Tugas yang Diberikan:
Kutip kembali semua baris di bawah ini tanpa perubahan sedikit pun. Gambar tidak perlu disertakan dalam jawaban.

[Entri Tersimpan]
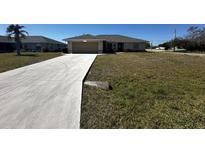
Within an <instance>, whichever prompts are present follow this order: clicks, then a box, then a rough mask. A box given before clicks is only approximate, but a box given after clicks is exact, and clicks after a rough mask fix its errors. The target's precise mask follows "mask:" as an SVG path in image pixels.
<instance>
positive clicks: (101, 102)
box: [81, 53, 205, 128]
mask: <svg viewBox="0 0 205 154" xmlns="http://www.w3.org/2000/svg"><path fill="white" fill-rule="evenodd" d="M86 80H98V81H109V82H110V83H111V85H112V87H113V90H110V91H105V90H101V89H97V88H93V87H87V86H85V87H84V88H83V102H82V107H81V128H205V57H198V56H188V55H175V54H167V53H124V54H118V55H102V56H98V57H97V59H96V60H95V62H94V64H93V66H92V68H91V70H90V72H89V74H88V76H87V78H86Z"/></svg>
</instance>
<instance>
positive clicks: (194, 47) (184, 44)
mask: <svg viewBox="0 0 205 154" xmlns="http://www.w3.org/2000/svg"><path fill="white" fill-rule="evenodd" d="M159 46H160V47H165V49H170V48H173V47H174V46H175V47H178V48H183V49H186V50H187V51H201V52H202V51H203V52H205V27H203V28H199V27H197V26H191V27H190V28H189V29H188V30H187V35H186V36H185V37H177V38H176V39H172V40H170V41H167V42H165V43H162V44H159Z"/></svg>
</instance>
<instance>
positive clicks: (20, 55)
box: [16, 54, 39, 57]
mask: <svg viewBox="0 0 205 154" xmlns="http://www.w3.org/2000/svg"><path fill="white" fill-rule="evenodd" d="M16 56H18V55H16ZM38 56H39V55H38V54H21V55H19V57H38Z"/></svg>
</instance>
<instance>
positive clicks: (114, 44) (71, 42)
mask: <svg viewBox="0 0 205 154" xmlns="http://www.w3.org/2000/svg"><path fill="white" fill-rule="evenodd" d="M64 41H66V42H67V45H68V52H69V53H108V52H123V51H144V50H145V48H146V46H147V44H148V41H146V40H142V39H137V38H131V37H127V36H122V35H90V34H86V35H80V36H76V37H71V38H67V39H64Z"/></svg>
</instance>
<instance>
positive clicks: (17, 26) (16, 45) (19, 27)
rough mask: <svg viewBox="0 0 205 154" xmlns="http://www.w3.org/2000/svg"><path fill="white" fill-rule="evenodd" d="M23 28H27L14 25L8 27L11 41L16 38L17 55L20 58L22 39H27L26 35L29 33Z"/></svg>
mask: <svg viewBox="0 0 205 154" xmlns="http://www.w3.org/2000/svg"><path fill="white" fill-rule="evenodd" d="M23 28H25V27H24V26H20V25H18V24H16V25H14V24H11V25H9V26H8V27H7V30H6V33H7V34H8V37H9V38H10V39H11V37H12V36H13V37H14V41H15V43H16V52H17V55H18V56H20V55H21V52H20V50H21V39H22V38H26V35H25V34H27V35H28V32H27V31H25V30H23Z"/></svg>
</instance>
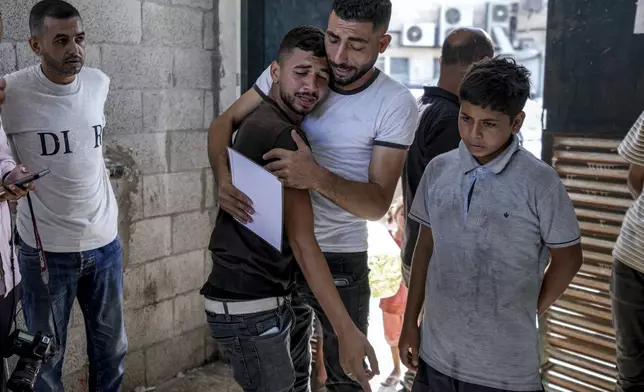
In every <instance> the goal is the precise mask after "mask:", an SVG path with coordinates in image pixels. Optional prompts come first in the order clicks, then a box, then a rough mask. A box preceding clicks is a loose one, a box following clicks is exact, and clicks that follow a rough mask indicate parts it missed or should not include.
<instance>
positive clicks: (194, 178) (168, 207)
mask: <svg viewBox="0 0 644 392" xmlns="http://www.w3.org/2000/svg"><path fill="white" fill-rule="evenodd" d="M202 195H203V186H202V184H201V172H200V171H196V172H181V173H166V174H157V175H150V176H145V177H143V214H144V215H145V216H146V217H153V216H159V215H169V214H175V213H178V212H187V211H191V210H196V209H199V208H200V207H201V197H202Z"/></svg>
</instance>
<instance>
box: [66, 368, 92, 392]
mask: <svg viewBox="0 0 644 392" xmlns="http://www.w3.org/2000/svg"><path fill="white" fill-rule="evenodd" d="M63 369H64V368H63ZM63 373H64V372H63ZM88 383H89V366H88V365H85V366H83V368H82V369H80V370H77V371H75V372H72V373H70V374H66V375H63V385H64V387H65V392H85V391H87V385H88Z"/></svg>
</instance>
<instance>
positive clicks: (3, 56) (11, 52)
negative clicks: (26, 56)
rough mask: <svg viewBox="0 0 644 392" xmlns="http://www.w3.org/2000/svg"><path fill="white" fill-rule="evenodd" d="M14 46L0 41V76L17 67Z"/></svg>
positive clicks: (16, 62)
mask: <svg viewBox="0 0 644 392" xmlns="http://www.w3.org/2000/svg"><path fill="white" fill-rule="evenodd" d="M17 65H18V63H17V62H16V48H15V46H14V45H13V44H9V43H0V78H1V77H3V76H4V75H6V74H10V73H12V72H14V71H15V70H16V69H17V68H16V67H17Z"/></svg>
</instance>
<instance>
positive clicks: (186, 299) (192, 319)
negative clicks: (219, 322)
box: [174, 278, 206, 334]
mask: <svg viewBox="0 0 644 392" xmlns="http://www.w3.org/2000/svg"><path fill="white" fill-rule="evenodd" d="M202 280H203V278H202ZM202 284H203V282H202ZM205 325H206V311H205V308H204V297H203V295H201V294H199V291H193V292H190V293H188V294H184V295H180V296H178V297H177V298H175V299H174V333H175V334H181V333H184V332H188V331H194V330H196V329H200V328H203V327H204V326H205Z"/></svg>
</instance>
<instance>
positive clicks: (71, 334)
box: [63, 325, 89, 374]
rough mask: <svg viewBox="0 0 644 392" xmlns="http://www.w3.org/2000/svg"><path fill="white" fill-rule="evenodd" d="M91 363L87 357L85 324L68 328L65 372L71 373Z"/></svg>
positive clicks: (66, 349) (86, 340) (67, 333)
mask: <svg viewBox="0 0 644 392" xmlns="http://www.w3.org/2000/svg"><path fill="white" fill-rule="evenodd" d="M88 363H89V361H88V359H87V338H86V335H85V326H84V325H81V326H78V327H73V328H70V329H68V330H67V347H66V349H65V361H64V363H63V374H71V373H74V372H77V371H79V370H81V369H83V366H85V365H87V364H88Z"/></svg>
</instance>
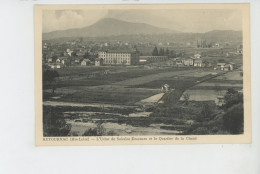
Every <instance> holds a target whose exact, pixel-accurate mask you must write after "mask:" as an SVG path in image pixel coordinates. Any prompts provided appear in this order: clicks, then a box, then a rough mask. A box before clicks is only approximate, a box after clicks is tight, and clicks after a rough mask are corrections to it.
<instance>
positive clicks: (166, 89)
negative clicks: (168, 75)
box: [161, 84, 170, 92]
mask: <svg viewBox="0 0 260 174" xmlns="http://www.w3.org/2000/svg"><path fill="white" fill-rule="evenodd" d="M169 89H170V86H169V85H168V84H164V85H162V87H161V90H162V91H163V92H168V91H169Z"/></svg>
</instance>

Jawaban yang Diharapkan:
Within an <instance>, whichever prompts are present follow this order: clicks, then a box, then a rough mask. A box given before clicks is only approximate, but a box given after clicks is exact, and clicks after a rough mask fix its errors. The target's precise mask follows "mask:" as an SVG path in image pixels.
<instance>
positive clicks: (101, 102)
box: [81, 53, 205, 128]
mask: <svg viewBox="0 0 205 154" xmlns="http://www.w3.org/2000/svg"><path fill="white" fill-rule="evenodd" d="M86 80H98V81H109V82H110V83H111V85H112V87H113V90H110V91H105V90H101V89H97V88H93V87H87V86H85V87H84V88H83V102H82V107H81V128H205V57H198V56H188V55H175V54H167V53H124V54H118V55H102V56H98V57H97V59H96V60H95V62H94V64H93V66H92V68H91V70H90V72H89V74H88V76H87V78H86Z"/></svg>
</instance>
<instance>
positive clicks: (194, 47) (184, 44)
mask: <svg viewBox="0 0 205 154" xmlns="http://www.w3.org/2000/svg"><path fill="white" fill-rule="evenodd" d="M159 46H160V47H165V49H170V48H173V47H174V46H175V47H178V48H183V49H186V50H187V51H201V52H202V51H203V52H205V27H203V28H199V27H197V26H191V27H190V28H189V29H188V30H187V35H186V36H185V37H177V38H176V39H172V40H170V41H167V42H165V43H162V44H159Z"/></svg>
</instance>
<instance>
positive clicks: (20, 55)
box: [16, 54, 39, 57]
mask: <svg viewBox="0 0 205 154" xmlns="http://www.w3.org/2000/svg"><path fill="white" fill-rule="evenodd" d="M16 56H18V55H16ZM38 56H39V55H38V54H21V55H19V57H38Z"/></svg>
</instance>
<instance>
positive clicks: (114, 44) (71, 42)
mask: <svg viewBox="0 0 205 154" xmlns="http://www.w3.org/2000/svg"><path fill="white" fill-rule="evenodd" d="M64 41H66V42H67V45H68V52H69V53H108V52H123V51H144V50H145V48H146V46H147V44H148V41H146V40H142V39H137V38H131V37H127V36H122V35H90V34H86V35H80V36H76V37H71V38H67V39H64Z"/></svg>
</instance>
<instance>
positive clicks: (17, 26) (16, 45) (19, 27)
rough mask: <svg viewBox="0 0 205 154" xmlns="http://www.w3.org/2000/svg"><path fill="white" fill-rule="evenodd" d="M23 28H27L14 25L8 27L11 41L16 38L17 55L20 58L22 39H27L26 35L29 33Z"/></svg>
mask: <svg viewBox="0 0 205 154" xmlns="http://www.w3.org/2000/svg"><path fill="white" fill-rule="evenodd" d="M23 28H25V27H24V26H20V25H18V24H16V25H14V24H11V25H9V26H8V27H7V30H6V33H7V34H8V37H9V38H10V39H11V37H12V36H13V37H14V41H15V43H16V52H17V55H18V56H20V55H21V52H20V50H21V39H22V38H26V35H25V34H27V35H28V32H27V31H25V30H23Z"/></svg>
</instance>
In every <instance> the goal is the precise mask after "mask:", an SVG path with coordinates in image pixels. Optional prompts come first in the order clicks, then a box, then a rough mask. A box preceding clicks is a loose one, a box following clicks is exact, and clicks that follow a rough mask indicate parts it missed or should not include.
<instance>
positive clicks: (194, 178) (168, 207)
mask: <svg viewBox="0 0 644 392" xmlns="http://www.w3.org/2000/svg"><path fill="white" fill-rule="evenodd" d="M202 195H203V186H202V184H201V172H200V171H196V172H181V173H166V174H157V175H150V176H145V177H143V214H144V215H145V216H146V217H153V216H159V215H169V214H175V213H178V212H187V211H191V210H196V209H199V208H200V207H201V197H202Z"/></svg>
</instance>
<instance>
box: [66, 368, 92, 392]
mask: <svg viewBox="0 0 644 392" xmlns="http://www.w3.org/2000/svg"><path fill="white" fill-rule="evenodd" d="M63 369H64V368H63ZM63 373H64V372H63ZM88 383H89V366H88V365H85V366H83V368H82V369H80V370H77V371H75V372H72V373H70V374H66V375H63V385H64V387H65V392H85V391H87V385H88Z"/></svg>
</instance>
<instance>
positive clicks: (3, 56) (11, 52)
negative clicks: (26, 56)
rough mask: <svg viewBox="0 0 644 392" xmlns="http://www.w3.org/2000/svg"><path fill="white" fill-rule="evenodd" d="M14 46L0 41V76L17 67Z"/></svg>
positive clicks: (16, 62)
mask: <svg viewBox="0 0 644 392" xmlns="http://www.w3.org/2000/svg"><path fill="white" fill-rule="evenodd" d="M17 65H18V63H17V62H16V48H15V46H14V45H13V44H9V43H0V78H1V77H3V76H4V75H6V74H10V73H12V72H14V71H15V70H16V69H17V68H16V67H17Z"/></svg>
</instance>
<instance>
positive clicks: (186, 299) (192, 319)
negative clicks: (219, 322)
box: [174, 278, 206, 334]
mask: <svg viewBox="0 0 644 392" xmlns="http://www.w3.org/2000/svg"><path fill="white" fill-rule="evenodd" d="M202 280H203V278H202ZM202 284H203V282H202ZM205 325H206V311H205V308H204V297H203V295H201V294H199V291H193V292H190V293H188V294H184V295H180V296H178V297H177V298H175V299H174V333H175V334H181V333H184V332H188V331H194V330H196V329H200V328H203V327H204V326H205Z"/></svg>
</instance>
<instance>
positive clicks: (71, 334)
box: [63, 325, 89, 374]
rough mask: <svg viewBox="0 0 644 392" xmlns="http://www.w3.org/2000/svg"><path fill="white" fill-rule="evenodd" d="M91 363L87 357L85 324L68 328L65 372L71 373Z"/></svg>
positive clicks: (66, 349) (86, 340) (67, 333)
mask: <svg viewBox="0 0 644 392" xmlns="http://www.w3.org/2000/svg"><path fill="white" fill-rule="evenodd" d="M88 363H89V361H88V359H87V338H86V335H85V326H84V325H81V326H78V327H73V328H70V329H68V330H67V347H66V349H65V361H64V363H63V374H71V373H74V372H77V371H79V370H81V369H83V366H85V365H87V364H88Z"/></svg>
</instance>
Every <instance> holds a target whose exact, pixel-accurate mask you must write after "mask:" as an SVG path in image pixel coordinates. Any prompts provided appear in this order: clicks, then a box, then a rough mask. A box before clicks is only approximate, a box after clicks is tight, and clicks after a rough mask are corrections to it.
<instance>
positive clicks: (166, 89)
negative clicks: (168, 75)
box: [161, 84, 170, 92]
mask: <svg viewBox="0 0 260 174" xmlns="http://www.w3.org/2000/svg"><path fill="white" fill-rule="evenodd" d="M169 89H170V86H169V85H168V84H164V85H162V87H161V90H162V91H163V92H168V91H169Z"/></svg>
</instance>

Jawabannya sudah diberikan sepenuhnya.